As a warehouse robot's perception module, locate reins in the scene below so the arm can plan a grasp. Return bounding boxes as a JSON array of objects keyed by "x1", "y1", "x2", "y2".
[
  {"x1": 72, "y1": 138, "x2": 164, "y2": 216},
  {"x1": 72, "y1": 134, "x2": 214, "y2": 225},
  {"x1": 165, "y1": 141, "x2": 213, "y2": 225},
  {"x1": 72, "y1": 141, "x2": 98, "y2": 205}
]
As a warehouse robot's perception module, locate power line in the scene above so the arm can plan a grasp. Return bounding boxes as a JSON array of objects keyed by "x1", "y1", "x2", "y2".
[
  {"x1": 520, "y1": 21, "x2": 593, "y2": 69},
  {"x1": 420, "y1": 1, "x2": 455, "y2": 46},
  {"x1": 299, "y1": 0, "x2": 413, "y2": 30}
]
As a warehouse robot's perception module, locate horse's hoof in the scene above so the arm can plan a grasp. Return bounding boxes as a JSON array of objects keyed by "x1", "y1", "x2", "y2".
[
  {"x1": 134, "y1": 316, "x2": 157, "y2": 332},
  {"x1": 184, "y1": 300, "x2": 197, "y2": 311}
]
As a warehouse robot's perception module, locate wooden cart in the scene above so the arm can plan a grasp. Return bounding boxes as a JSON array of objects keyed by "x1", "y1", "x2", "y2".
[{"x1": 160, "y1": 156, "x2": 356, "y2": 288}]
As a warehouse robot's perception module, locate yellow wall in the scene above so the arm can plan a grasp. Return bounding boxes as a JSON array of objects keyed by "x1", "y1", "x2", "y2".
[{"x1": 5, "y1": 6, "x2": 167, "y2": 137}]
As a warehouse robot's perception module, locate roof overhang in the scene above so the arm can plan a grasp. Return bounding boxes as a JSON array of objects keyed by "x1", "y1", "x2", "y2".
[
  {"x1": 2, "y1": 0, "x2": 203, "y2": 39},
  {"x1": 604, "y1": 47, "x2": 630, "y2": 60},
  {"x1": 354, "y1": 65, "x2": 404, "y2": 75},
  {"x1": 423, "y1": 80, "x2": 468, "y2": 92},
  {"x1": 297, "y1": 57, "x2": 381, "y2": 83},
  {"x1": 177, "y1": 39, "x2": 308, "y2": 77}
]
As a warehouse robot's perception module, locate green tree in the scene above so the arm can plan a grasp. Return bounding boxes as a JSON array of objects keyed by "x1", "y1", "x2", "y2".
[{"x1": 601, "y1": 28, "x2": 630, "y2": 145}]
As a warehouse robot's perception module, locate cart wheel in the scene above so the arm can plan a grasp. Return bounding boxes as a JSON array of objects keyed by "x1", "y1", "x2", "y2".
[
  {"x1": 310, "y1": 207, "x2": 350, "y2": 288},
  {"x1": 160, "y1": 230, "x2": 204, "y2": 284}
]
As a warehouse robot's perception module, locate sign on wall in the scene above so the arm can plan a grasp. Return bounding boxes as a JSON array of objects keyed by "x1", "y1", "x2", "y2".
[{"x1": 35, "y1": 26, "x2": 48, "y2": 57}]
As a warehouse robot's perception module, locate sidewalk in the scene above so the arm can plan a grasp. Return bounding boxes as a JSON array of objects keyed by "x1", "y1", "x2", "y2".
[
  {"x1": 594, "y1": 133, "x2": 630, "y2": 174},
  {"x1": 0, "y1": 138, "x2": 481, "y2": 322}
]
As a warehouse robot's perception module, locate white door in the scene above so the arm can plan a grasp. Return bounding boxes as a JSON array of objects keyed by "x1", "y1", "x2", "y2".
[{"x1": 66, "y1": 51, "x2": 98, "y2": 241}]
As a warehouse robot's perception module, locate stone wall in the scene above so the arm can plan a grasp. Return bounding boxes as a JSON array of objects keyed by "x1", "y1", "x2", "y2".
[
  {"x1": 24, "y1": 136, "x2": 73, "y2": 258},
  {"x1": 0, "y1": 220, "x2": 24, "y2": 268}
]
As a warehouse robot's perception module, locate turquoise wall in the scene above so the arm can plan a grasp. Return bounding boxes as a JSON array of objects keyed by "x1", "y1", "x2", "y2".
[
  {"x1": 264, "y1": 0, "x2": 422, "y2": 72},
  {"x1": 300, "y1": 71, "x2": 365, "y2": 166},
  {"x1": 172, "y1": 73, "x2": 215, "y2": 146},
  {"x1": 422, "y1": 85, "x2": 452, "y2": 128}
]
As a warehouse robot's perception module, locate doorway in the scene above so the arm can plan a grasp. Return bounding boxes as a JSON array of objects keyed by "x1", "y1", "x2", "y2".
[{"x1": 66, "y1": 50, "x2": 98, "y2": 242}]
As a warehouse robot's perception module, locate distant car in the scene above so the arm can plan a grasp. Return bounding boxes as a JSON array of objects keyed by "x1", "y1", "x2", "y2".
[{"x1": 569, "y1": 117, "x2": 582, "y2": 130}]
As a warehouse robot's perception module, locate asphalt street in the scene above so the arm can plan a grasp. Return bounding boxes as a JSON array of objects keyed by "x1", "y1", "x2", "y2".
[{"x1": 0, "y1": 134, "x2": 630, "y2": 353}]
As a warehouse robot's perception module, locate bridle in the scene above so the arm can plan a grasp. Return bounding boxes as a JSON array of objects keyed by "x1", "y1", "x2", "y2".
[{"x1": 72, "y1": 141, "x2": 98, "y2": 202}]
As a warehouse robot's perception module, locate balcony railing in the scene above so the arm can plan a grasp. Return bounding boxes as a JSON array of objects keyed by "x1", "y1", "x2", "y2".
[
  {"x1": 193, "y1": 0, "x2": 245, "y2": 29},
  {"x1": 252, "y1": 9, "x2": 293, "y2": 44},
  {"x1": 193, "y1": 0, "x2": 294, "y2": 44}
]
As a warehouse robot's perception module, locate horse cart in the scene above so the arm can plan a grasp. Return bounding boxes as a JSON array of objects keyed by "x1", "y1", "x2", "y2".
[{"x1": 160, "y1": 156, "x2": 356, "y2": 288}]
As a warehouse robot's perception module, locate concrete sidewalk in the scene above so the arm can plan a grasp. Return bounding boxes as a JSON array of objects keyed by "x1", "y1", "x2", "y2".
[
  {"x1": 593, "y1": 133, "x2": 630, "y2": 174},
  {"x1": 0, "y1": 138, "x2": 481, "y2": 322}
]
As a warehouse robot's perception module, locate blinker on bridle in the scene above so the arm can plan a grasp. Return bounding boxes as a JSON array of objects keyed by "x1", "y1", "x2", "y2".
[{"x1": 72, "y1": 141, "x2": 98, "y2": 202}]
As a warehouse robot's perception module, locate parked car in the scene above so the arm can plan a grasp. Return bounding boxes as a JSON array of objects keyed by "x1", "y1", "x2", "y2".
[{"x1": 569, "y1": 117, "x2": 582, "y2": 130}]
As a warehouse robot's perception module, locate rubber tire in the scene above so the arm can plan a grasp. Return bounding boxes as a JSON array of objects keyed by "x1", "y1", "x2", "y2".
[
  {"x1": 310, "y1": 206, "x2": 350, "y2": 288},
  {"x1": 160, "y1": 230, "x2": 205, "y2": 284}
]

================

* [DESCRIPTION OF THE TASK]: Pull out every line in the records above that contains the string "bridle", and copy each one in full.

* [SOLUTION TO THIS PROBLEM]:
As a warehouse robot's perception module, locate bridle in the scene above so the arm can plan a grasp. Return bounding boxes as a JSON array of objects keyed by "x1", "y1", "x2", "y2".
As a warehouse robot's perception module, locate blinker on bridle in the scene above so the arm can plan a grasp. Return bounding boxes as a JSON array of objects keyed by "x1", "y1", "x2", "y2".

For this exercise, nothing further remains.